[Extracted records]
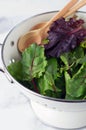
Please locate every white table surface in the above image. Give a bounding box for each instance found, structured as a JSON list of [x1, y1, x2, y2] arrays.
[[0, 0, 86, 130]]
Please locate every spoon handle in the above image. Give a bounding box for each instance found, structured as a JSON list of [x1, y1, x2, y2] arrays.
[[46, 0, 78, 26], [64, 0, 86, 18]]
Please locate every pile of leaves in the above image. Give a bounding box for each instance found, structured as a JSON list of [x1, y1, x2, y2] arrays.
[[7, 18, 86, 100]]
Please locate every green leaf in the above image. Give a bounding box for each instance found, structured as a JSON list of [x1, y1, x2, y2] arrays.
[[60, 46, 86, 77], [46, 58, 58, 80], [38, 58, 60, 97], [22, 43, 47, 81], [65, 65, 86, 99], [7, 61, 22, 80]]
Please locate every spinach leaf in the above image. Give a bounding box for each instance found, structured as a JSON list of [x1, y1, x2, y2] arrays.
[[65, 65, 86, 99], [60, 46, 86, 77], [38, 58, 59, 97], [21, 43, 47, 81]]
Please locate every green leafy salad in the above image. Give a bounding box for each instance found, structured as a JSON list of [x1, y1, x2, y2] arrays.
[[7, 18, 86, 100]]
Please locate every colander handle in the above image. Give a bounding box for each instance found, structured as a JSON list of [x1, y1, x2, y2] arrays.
[[0, 43, 14, 83]]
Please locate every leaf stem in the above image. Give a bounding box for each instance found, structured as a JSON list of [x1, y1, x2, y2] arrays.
[[32, 79, 39, 93]]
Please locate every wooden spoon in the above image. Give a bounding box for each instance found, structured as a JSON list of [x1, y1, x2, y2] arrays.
[[18, 0, 81, 52], [30, 0, 85, 31]]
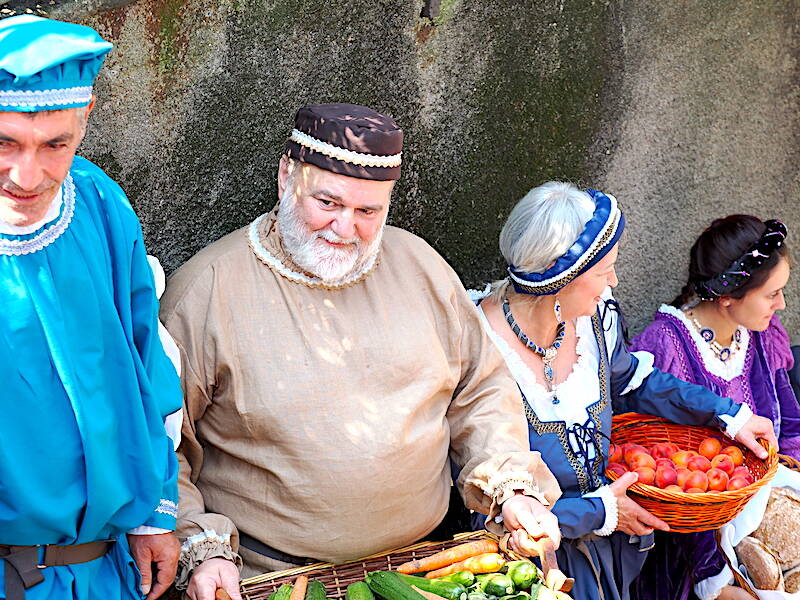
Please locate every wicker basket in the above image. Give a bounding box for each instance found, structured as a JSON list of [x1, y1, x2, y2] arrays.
[[728, 454, 800, 598], [607, 413, 778, 533], [242, 531, 497, 600]]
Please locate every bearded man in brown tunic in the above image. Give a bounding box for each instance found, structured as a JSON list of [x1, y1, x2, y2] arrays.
[[161, 104, 560, 600]]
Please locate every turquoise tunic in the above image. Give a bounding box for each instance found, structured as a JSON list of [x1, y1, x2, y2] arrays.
[[0, 157, 181, 600]]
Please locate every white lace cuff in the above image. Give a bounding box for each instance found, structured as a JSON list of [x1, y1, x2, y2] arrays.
[[719, 404, 753, 439], [584, 485, 619, 537], [620, 350, 655, 396], [175, 529, 242, 590], [486, 471, 550, 506], [128, 525, 172, 535], [694, 565, 733, 600]]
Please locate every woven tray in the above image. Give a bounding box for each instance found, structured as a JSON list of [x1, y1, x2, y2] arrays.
[[242, 531, 497, 600]]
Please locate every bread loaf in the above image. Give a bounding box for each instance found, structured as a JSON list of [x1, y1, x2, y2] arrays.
[[751, 488, 800, 571], [736, 537, 784, 592]]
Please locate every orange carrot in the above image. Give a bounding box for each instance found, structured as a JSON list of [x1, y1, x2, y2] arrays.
[[289, 575, 308, 600], [425, 552, 506, 579], [397, 540, 497, 575]]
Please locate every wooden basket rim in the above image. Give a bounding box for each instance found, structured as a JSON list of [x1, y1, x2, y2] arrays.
[[606, 413, 778, 505], [241, 531, 498, 586]]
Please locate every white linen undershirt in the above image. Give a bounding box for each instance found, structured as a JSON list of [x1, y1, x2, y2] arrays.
[[0, 188, 63, 235]]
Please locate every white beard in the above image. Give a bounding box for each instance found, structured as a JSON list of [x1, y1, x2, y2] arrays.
[[277, 192, 385, 285]]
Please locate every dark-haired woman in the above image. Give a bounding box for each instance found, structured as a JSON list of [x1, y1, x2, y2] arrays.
[[632, 215, 800, 600]]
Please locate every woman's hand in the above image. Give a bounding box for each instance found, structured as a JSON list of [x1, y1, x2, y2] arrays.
[[608, 473, 669, 535], [734, 409, 778, 460], [503, 493, 561, 555]]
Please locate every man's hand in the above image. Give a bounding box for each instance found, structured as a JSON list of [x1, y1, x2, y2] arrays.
[[608, 473, 669, 535], [186, 558, 242, 600], [128, 533, 181, 600], [734, 409, 778, 460], [503, 494, 561, 554]]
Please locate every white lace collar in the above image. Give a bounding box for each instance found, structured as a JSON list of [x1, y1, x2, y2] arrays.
[[247, 212, 378, 290], [0, 188, 63, 235], [470, 290, 600, 426], [658, 304, 750, 381], [0, 174, 75, 256]]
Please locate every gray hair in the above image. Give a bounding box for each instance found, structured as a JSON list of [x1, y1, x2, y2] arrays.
[[492, 181, 595, 300]]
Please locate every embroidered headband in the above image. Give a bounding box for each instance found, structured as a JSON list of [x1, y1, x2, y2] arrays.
[[286, 104, 403, 181], [508, 190, 625, 296], [0, 15, 112, 112], [695, 219, 788, 301]]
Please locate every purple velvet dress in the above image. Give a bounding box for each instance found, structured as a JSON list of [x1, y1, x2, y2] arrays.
[[631, 306, 800, 600]]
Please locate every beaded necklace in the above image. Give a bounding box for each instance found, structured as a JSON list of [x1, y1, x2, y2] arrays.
[[503, 299, 567, 404], [687, 312, 742, 362]]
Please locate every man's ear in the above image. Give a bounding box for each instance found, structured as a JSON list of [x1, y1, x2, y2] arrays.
[[278, 154, 289, 202]]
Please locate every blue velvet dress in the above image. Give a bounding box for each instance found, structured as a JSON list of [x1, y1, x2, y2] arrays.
[[475, 299, 739, 600], [0, 157, 181, 600]]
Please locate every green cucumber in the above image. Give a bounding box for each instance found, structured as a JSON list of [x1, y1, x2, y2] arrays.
[[436, 571, 475, 587], [273, 583, 294, 600], [367, 571, 425, 600], [507, 560, 539, 590], [344, 581, 378, 600], [306, 579, 328, 600], [397, 573, 467, 600], [478, 573, 514, 596]]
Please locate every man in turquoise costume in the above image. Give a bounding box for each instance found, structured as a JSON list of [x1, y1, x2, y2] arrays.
[[0, 16, 181, 600]]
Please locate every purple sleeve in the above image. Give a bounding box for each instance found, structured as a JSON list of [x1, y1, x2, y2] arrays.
[[762, 314, 794, 371], [631, 321, 693, 383], [763, 315, 800, 460]]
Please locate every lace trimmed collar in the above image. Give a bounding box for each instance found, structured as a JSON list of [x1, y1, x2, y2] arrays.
[[658, 304, 750, 381], [247, 210, 378, 290], [0, 174, 75, 256]]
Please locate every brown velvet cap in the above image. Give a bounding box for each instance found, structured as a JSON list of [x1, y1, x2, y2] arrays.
[[286, 104, 403, 181]]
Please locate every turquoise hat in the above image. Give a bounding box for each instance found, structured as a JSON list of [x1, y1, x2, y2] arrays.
[[0, 15, 113, 112]]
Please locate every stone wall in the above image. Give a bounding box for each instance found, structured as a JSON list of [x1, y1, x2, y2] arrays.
[[52, 0, 800, 333]]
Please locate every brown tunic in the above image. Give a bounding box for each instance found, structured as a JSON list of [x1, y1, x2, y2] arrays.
[[161, 212, 560, 580]]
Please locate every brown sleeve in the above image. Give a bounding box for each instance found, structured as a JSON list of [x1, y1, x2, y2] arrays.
[[161, 272, 241, 589]]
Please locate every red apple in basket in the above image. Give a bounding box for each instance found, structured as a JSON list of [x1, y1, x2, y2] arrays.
[[606, 463, 628, 477], [671, 450, 697, 467], [728, 477, 750, 492], [686, 455, 711, 473], [608, 444, 622, 463], [684, 474, 708, 492], [634, 467, 656, 485], [711, 454, 736, 477], [706, 467, 728, 492], [697, 438, 722, 460], [675, 467, 692, 489], [650, 442, 678, 459], [731, 466, 756, 483], [656, 458, 675, 471], [656, 468, 678, 490], [628, 454, 656, 471], [622, 444, 652, 465], [720, 446, 744, 467]]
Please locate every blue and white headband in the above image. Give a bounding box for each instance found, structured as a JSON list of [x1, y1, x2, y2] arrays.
[[508, 190, 625, 296]]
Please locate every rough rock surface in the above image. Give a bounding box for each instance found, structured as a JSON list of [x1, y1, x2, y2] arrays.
[[40, 0, 800, 333]]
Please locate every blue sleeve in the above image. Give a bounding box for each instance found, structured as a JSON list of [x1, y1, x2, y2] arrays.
[[552, 498, 606, 539], [609, 318, 740, 429], [131, 228, 182, 530]]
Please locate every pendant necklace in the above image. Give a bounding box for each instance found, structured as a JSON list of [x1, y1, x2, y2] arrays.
[[503, 299, 567, 404], [688, 312, 742, 362]]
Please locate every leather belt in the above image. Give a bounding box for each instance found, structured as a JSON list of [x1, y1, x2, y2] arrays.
[[0, 540, 115, 600], [239, 531, 322, 566]]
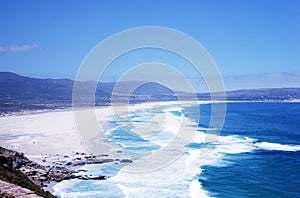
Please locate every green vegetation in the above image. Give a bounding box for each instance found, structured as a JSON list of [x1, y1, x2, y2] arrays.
[[0, 147, 55, 198]]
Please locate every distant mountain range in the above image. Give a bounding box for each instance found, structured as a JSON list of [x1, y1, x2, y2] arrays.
[[0, 72, 300, 112]]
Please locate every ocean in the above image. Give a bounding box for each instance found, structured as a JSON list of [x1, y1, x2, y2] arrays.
[[54, 102, 300, 198]]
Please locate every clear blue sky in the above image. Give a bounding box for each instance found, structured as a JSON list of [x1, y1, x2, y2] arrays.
[[0, 0, 300, 89]]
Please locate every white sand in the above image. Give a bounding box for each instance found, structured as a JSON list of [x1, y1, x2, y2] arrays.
[[0, 102, 185, 163]]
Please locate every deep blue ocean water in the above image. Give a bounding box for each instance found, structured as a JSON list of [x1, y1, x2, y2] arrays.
[[54, 102, 300, 197], [192, 103, 300, 197]]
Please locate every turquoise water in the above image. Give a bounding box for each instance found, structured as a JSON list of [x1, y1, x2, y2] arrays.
[[54, 102, 300, 197]]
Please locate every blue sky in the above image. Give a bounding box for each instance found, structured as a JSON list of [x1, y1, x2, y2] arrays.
[[0, 0, 300, 89]]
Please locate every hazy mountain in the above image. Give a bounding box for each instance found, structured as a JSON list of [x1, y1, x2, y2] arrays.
[[0, 72, 173, 101], [0, 72, 300, 112]]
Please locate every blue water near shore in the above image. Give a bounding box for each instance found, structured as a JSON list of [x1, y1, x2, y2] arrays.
[[54, 102, 300, 197]]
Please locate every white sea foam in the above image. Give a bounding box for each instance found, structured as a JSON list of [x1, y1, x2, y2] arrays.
[[254, 142, 300, 151]]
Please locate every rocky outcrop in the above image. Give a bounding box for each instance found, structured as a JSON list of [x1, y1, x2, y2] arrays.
[[0, 147, 132, 191], [0, 180, 41, 198]]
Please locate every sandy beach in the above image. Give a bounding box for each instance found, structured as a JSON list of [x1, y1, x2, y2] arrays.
[[0, 102, 183, 162]]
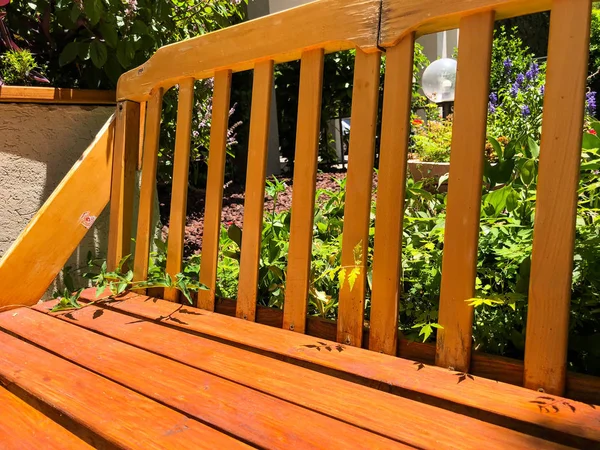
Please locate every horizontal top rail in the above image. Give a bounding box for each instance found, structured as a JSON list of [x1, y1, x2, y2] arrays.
[[0, 86, 117, 105], [117, 0, 381, 102], [117, 0, 552, 102], [379, 0, 552, 47]]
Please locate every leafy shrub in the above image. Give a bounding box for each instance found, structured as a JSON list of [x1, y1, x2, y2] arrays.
[[410, 116, 452, 162], [0, 50, 37, 85], [6, 0, 242, 89]]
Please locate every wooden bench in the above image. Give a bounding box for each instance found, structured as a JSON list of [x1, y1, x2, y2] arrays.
[[0, 0, 600, 449]]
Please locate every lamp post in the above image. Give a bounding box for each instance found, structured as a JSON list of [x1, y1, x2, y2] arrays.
[[421, 58, 456, 117]]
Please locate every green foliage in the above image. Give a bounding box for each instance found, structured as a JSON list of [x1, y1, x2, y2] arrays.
[[410, 117, 452, 162], [0, 50, 37, 85], [50, 288, 83, 312], [275, 43, 429, 171], [7, 0, 243, 89], [490, 26, 534, 92]]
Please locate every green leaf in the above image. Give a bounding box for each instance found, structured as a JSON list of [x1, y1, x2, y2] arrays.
[[484, 186, 512, 216], [348, 267, 360, 291], [117, 41, 131, 69], [582, 133, 600, 150], [506, 187, 519, 212], [519, 159, 535, 186], [338, 267, 346, 289], [438, 173, 450, 189], [488, 137, 504, 161], [58, 42, 79, 67], [117, 281, 129, 294], [90, 40, 108, 69], [527, 138, 540, 159], [227, 225, 242, 248], [83, 0, 104, 25], [99, 22, 119, 48], [504, 140, 519, 163]]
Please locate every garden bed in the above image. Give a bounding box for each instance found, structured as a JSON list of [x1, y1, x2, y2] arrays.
[[159, 171, 377, 256]]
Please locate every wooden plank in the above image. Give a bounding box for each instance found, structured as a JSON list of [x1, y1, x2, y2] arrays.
[[0, 328, 248, 449], [237, 60, 273, 321], [133, 89, 163, 281], [283, 49, 323, 333], [0, 309, 408, 449], [337, 49, 381, 347], [0, 86, 117, 105], [436, 11, 494, 372], [369, 34, 415, 355], [137, 102, 147, 170], [198, 70, 231, 311], [106, 101, 140, 271], [36, 305, 576, 449], [0, 388, 92, 450], [81, 289, 600, 405], [102, 295, 600, 447], [0, 117, 115, 307], [524, 0, 592, 395], [379, 0, 552, 47], [164, 78, 194, 302], [117, 0, 381, 102]]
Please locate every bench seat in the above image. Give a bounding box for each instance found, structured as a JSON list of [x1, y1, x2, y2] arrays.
[[0, 293, 600, 448]]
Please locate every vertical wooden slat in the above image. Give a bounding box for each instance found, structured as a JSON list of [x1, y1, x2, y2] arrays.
[[107, 101, 140, 271], [524, 0, 591, 395], [198, 70, 231, 311], [236, 60, 273, 321], [337, 49, 381, 347], [137, 102, 147, 170], [164, 78, 194, 302], [369, 33, 415, 355], [283, 49, 323, 333], [436, 11, 494, 372], [133, 88, 163, 281]]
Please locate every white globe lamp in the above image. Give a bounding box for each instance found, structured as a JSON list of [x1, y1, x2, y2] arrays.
[[421, 58, 456, 104]]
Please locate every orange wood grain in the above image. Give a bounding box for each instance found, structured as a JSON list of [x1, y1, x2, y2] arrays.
[[0, 388, 92, 450], [133, 89, 163, 281], [369, 34, 415, 355], [198, 70, 231, 311], [0, 116, 115, 307], [36, 305, 580, 449], [0, 309, 408, 449], [436, 11, 494, 372], [164, 78, 194, 302], [524, 0, 592, 395], [283, 49, 323, 333], [98, 295, 600, 444], [236, 60, 273, 321], [337, 49, 381, 347], [0, 85, 117, 105], [106, 101, 140, 271], [0, 326, 247, 450]]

*EXERCISE REQUIREMENTS*. Recast the lines from the one containing "Please locate every brown tunic" through the one containing "[[503, 299, 567, 404], [688, 312, 742, 362]]", inclusive, as a JSON list of strings with one string per line, leaving out any blank lines.

*FULL ANSWER*.
[
  "Please locate every brown tunic in the above image. Give a bounding box for each instance found, structured as a JSON list of [x1, y1, x2, y2] arrays.",
  "[[161, 212, 560, 580]]",
  "Please locate every brown sleeve in the above image. Give a bounding box for each instance found, structured as a JSON list of [x1, y1, x2, y2] arrays.",
  "[[161, 272, 241, 589]]",
  "Please locate every red apple in basket in the above image. Give a bounding box for each instance found, structured as a JSON list of [x1, y1, x2, y2] arrays.",
  "[[606, 463, 628, 477], [671, 450, 697, 467], [728, 477, 750, 492], [686, 455, 711, 473], [608, 444, 622, 463], [684, 474, 708, 492], [634, 467, 656, 485], [711, 454, 736, 477], [706, 467, 728, 492], [697, 438, 722, 460], [675, 467, 692, 489], [650, 442, 678, 459], [731, 466, 756, 483], [656, 458, 675, 471], [656, 468, 678, 490], [628, 454, 656, 471], [622, 444, 652, 465], [720, 446, 744, 467]]",
  "Please locate every blue and white headband in the above image. Give a bounding box for each instance found, structured as a JSON list of [x1, y1, x2, y2] arrays.",
  "[[508, 190, 625, 296]]",
  "Please locate every rough rock surface in the above image. Give a bounding box for each instance found, structured as a JSON list of [x1, y1, x2, y2] arrays.",
  "[[40, 0, 800, 333]]",
  "Please locate every blue sleeve in the above image. Give a bounding box for each instance found, structured as a JSON list of [x1, y1, x2, y2] arrays.",
  "[[552, 498, 606, 539], [609, 318, 740, 429], [131, 228, 182, 530]]",
  "Please locate every pendant necklace in the above image. Give a bounding box for each instance found, structured as a JSON list of [x1, y1, x2, y2] arrays.",
  "[[503, 299, 567, 404], [688, 312, 742, 362]]"
]